Parece, porque a la vista de la velocidad con la que he escrito esta entrada del blog, pareciera que no me queda ninguna gana de hacer un corte de caja de este mi primer año en esta tierra de extremos.
Después de casi un año de haber llegado al desierto, tengo poco que contar. Quizá es que ya nada me asombra, puede ser que las cosas no eran exactamente como las esperaba o que en realidad tenía muchas más expectativas de lo que en realidad resultó ser.
Y ya lo dijeron Raphael y La Carrasco a principios de los 80: “no me puedo (ni debo) quejar”. No es que esté incómodo, no es que me haya ido mal, todo lo contrario. De hecho, puedo decir que soy bastante feliz.
Atrás quedaron los días del asombro con las pequeñas cosas, de la novedad. Atrás quedaron los días de ir descubriendo el paso del tiempo y las estaciones en un lugar nuevo. Ahora, supongo, todo será repetición y rutina.
Y eso no está mal. Siento, sin embargo, que he aprendido bastante menos de lo que esperaba sobre el mundo y sobre mí mismo. Siento que aún está por hacer esta gran travesía de descubrimiento que me propuse cuando salí de Guatemala.
Puede ser que aún no comienza el viaje o que es de esos viajes en los que las lecciones aprendidas no se manifiestan sino años más tarde. Trato de mantenerme alerta ante cualquier signo de haber sacado algo en claro, pero los mensajes me eluden día con día.
Hoy también hace un año que un tsunami devastó Japón. Hace un año, y los nipones como si nada. Yo en cambio, hace un año que llegué y aún no termino de amueblar mi casa, seguramente porque estoy convencido que no me quedaré allí. De que esta es una etapa temporal, un paso más en mi camino hacia un lugar que esté cerca del mar.
Un año más tarde sigo sin pensar que haya sido un error. Pero parece que me abandona el envalentonamiento de quien se va pateando sillas y volteando mesas. Sigo convencido que era el momento de irse, de tomar distancia de un país que te obliga a ser mala persona, aunque no lo quieras.
· · · ·
Ejercicio propuesto a
¿Qué líneas del listado contienen la palabra "bark"? Indícalas todas, copiando cada una completa.
· · · ·
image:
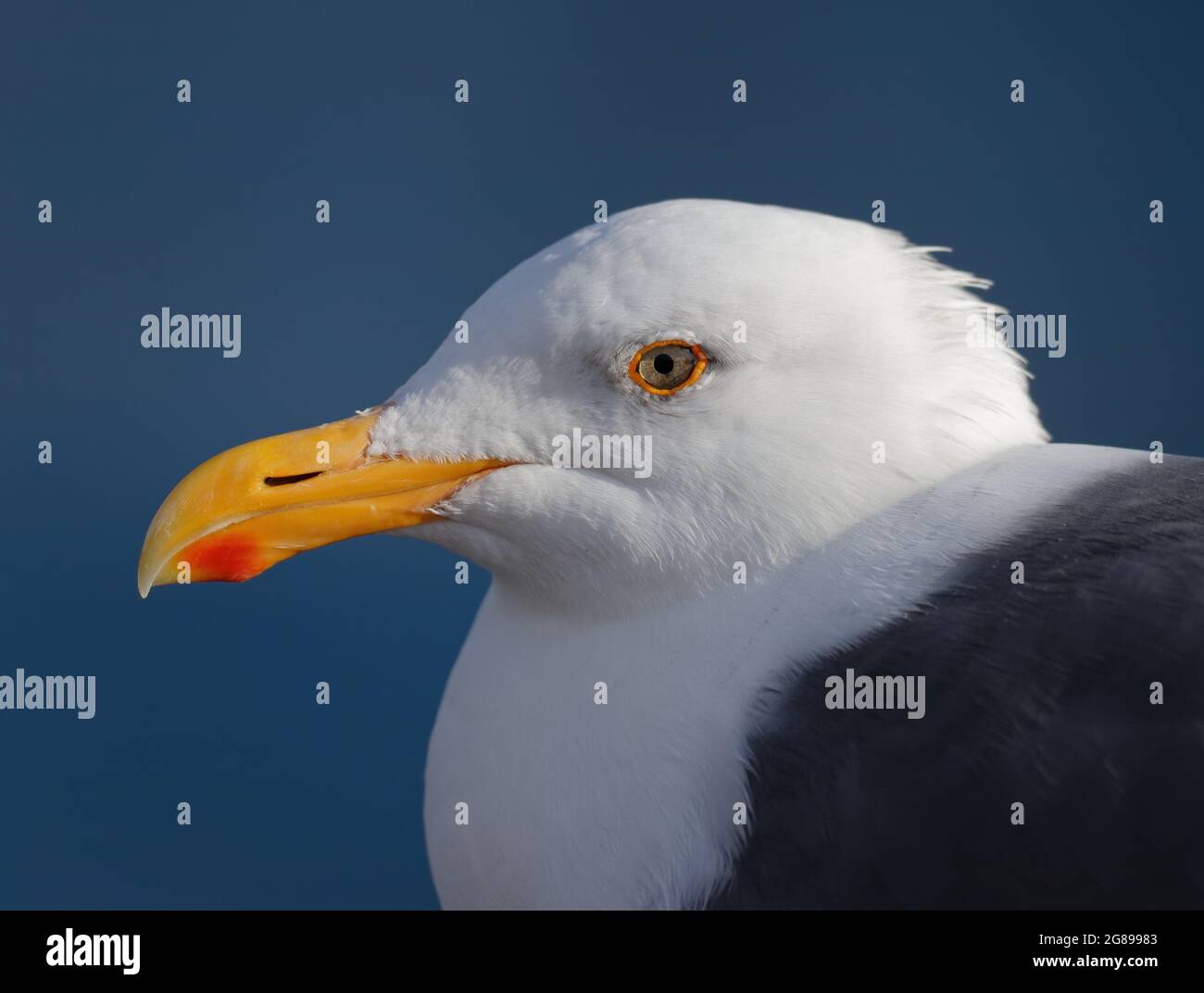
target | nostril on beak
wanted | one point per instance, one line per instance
(287, 481)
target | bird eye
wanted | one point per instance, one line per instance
(665, 367)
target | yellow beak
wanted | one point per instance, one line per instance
(259, 503)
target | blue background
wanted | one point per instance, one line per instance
(207, 695)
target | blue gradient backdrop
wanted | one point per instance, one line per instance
(207, 695)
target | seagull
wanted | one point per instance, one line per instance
(858, 635)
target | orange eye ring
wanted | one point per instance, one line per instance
(699, 365)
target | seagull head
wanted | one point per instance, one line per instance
(637, 413)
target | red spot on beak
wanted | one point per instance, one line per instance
(224, 559)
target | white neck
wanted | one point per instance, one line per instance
(630, 804)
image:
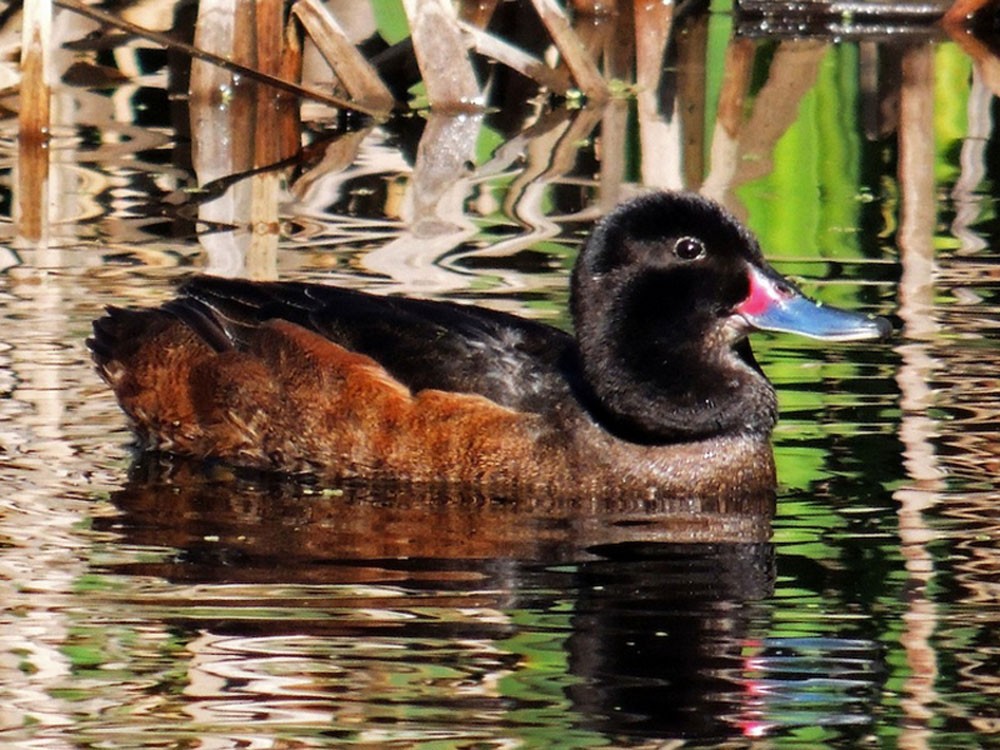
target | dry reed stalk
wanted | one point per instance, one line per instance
(557, 81)
(354, 72)
(477, 13)
(33, 120)
(657, 136)
(692, 86)
(443, 56)
(582, 67)
(165, 40)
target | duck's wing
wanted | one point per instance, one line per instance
(517, 363)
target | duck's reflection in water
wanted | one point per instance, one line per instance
(647, 608)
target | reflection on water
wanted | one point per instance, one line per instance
(163, 603)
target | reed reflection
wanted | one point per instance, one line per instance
(647, 606)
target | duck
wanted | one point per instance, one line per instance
(655, 393)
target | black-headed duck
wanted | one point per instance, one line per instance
(656, 394)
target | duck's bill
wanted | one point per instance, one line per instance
(775, 305)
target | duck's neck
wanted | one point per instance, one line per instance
(652, 384)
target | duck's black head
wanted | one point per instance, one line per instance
(663, 295)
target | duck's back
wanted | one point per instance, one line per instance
(424, 344)
(299, 377)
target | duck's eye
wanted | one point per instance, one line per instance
(689, 248)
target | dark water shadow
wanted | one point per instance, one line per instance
(658, 598)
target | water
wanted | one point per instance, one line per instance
(158, 603)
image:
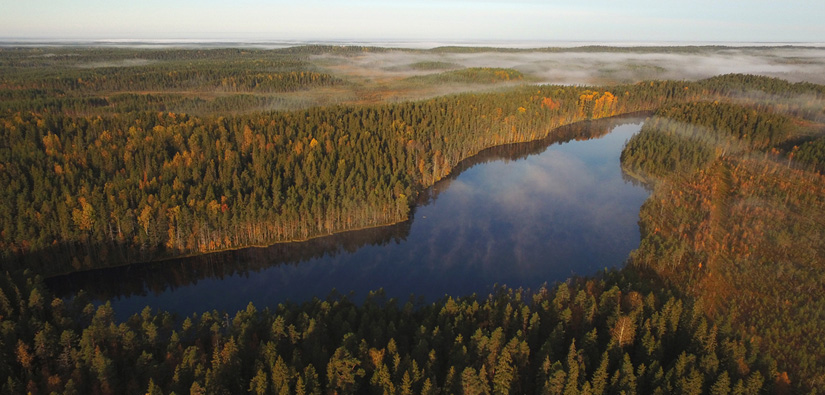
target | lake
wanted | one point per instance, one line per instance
(519, 215)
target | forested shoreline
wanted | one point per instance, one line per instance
(94, 176)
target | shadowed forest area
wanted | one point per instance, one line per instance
(113, 156)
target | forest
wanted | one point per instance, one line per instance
(116, 156)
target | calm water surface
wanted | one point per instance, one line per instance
(520, 215)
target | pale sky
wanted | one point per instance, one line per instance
(418, 20)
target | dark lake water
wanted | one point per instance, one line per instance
(521, 215)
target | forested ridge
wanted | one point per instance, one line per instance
(143, 185)
(722, 296)
(739, 229)
(598, 336)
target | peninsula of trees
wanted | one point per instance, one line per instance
(111, 156)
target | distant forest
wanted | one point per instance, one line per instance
(114, 156)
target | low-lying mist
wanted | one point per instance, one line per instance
(584, 67)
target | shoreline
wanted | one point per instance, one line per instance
(416, 203)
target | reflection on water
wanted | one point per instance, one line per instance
(521, 215)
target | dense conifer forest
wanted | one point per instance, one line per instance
(114, 156)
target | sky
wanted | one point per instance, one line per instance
(417, 20)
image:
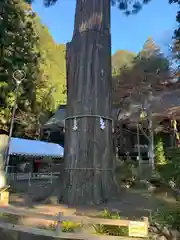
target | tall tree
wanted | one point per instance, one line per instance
(88, 148)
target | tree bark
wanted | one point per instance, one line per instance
(89, 149)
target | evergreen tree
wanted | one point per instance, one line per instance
(88, 159)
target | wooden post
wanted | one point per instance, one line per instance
(89, 93)
(58, 227)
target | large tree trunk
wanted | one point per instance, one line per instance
(89, 149)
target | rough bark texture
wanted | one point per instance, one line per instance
(89, 93)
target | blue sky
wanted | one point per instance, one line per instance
(157, 19)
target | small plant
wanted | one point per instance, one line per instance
(108, 229)
(160, 153)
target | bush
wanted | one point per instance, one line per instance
(160, 153)
(108, 229)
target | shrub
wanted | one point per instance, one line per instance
(160, 153)
(110, 230)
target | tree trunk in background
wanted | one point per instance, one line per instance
(89, 149)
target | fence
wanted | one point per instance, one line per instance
(13, 177)
(136, 229)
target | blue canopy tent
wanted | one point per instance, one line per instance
(26, 147)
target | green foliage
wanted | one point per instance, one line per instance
(168, 218)
(121, 59)
(171, 170)
(147, 70)
(110, 230)
(160, 153)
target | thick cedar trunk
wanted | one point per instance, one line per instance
(89, 150)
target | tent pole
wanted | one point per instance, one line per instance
(138, 147)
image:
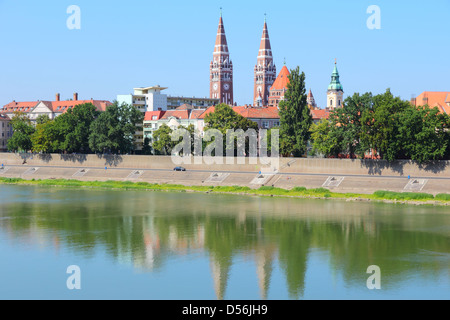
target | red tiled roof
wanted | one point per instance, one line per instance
(184, 107)
(257, 113)
(195, 114)
(150, 114)
(207, 111)
(320, 114)
(282, 80)
(179, 114)
(54, 106)
(435, 99)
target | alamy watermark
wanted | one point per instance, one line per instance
(374, 281)
(374, 21)
(74, 280)
(208, 148)
(74, 20)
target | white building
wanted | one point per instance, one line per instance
(5, 132)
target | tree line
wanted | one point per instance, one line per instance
(82, 129)
(383, 127)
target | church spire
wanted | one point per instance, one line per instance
(335, 93)
(221, 68)
(265, 70)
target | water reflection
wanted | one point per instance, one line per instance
(148, 229)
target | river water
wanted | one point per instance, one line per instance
(157, 245)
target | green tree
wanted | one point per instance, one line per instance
(114, 129)
(22, 132)
(224, 118)
(347, 126)
(295, 117)
(324, 141)
(422, 134)
(75, 125)
(43, 138)
(162, 140)
(380, 129)
(147, 149)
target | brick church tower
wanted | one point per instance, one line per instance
(265, 71)
(221, 69)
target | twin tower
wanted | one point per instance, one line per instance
(221, 70)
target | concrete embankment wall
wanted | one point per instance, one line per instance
(340, 175)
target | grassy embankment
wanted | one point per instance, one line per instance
(263, 191)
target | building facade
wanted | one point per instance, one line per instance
(221, 69)
(265, 71)
(5, 132)
(52, 109)
(439, 99)
(197, 103)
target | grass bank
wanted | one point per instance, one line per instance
(299, 192)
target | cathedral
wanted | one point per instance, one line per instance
(269, 89)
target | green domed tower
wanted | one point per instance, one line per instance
(335, 93)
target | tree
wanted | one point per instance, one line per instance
(346, 125)
(147, 149)
(380, 127)
(323, 140)
(224, 118)
(114, 129)
(422, 133)
(43, 138)
(22, 132)
(75, 125)
(295, 117)
(162, 140)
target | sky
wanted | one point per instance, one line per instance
(127, 44)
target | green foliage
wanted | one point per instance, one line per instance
(162, 140)
(299, 189)
(223, 119)
(22, 132)
(295, 117)
(380, 128)
(386, 125)
(324, 141)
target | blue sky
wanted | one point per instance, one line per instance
(127, 44)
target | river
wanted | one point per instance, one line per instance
(158, 245)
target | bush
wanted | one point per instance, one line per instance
(299, 189)
(443, 197)
(403, 195)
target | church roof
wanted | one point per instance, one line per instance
(282, 80)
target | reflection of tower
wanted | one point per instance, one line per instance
(220, 270)
(221, 69)
(264, 267)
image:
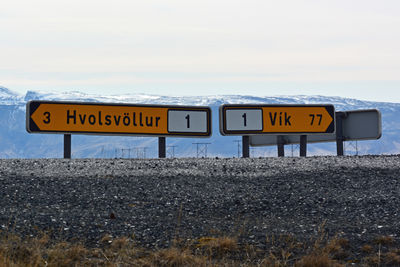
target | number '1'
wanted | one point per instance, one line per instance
(187, 121)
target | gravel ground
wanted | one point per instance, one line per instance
(157, 200)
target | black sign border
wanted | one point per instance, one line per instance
(33, 105)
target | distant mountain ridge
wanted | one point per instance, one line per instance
(17, 143)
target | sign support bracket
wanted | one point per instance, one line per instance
(281, 146)
(303, 145)
(162, 148)
(67, 146)
(339, 133)
(245, 146)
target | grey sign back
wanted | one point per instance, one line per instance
(357, 125)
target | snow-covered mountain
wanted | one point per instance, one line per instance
(15, 142)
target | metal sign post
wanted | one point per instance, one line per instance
(67, 146)
(245, 147)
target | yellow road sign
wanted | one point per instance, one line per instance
(276, 119)
(117, 119)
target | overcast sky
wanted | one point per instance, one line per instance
(347, 48)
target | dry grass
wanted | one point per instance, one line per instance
(279, 251)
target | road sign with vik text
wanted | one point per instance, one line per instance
(276, 119)
(117, 119)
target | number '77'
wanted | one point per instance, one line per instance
(313, 118)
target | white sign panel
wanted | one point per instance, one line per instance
(244, 119)
(187, 121)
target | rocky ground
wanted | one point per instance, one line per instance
(157, 200)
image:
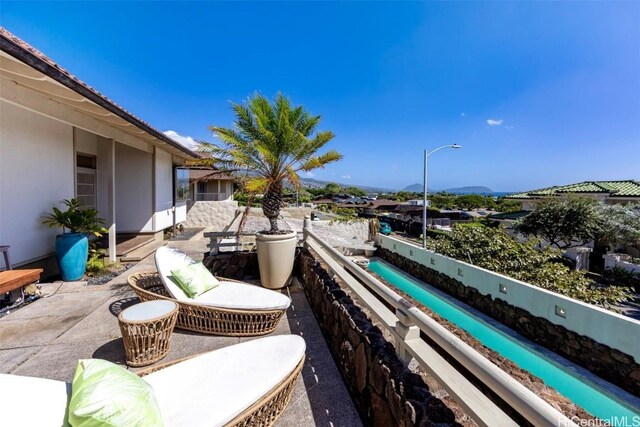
· · · ·
Ejercicio propuesto b
Según la entrada del blog, ¿qué suceso ocurrido en Japón cumple también un año ese día?

Resultado correcto a
target | tree bark
target | rough bark texture

Resultado correcto b
Un tsunami que devastó Japón.